INSTRUCTIONS FOR THE TASK.
Two lines in the data below mark the range: the one with "category is engine" and the one with "category is nato". Return both, along with every line between them, exactly.

Spatial localization data:
══════════

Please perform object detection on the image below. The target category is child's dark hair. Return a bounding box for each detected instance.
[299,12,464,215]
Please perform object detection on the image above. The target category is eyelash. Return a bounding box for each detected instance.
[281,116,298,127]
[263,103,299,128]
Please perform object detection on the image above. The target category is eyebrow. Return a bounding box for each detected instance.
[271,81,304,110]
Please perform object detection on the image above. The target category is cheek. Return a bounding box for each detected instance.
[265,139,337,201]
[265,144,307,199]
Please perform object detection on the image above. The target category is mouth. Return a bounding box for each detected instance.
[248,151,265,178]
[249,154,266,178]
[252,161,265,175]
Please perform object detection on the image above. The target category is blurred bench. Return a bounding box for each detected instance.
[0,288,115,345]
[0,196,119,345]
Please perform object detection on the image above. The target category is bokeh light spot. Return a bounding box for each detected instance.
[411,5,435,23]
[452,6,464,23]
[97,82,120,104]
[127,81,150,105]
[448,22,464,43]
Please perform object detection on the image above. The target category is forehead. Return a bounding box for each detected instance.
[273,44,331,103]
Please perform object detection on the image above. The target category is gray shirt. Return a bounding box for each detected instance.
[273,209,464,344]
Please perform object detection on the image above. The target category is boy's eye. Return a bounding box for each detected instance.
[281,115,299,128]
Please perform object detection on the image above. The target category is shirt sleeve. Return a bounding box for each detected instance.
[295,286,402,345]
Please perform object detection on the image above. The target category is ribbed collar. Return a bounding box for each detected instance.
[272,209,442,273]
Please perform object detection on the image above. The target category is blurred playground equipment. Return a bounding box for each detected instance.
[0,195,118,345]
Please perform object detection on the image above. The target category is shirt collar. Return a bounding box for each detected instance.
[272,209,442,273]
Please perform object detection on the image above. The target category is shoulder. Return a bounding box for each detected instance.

══════════

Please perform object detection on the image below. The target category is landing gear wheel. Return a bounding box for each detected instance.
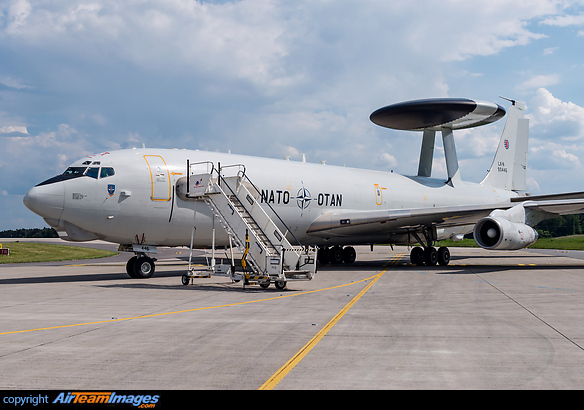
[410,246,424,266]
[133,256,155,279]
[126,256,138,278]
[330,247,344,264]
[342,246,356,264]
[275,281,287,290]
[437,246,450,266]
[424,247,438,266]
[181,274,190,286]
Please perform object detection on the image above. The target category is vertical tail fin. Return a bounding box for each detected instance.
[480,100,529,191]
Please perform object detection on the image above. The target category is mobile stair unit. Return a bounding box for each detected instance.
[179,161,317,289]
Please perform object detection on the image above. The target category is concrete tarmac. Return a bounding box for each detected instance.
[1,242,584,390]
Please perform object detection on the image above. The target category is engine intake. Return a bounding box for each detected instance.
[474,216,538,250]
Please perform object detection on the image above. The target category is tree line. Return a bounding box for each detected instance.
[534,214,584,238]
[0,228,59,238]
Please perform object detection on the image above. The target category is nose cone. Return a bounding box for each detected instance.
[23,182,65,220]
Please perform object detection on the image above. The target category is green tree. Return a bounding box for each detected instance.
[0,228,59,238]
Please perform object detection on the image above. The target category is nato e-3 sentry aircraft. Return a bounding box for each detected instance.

══════════

ANSWER.
Please perform object detection on the image above. The target category is engine intake. Return a bounding box for each detected instance.
[474,216,538,250]
Please perform object detection on the image above. The target category is tree line. Return a bounding box for each detected instance.
[534,214,584,238]
[0,228,59,238]
Please perform object detection on the image above. The target category is nose cone. Return a bounding box for each detected instance.
[23,182,65,220]
Please perform object detection on the image above. The target category is green tree. Return a bounding box for each detected instance.
[0,228,59,238]
Please perform object detection on the image above. The target category is nato e-3 sentry aircraft. Return a bounding box for each detected instance.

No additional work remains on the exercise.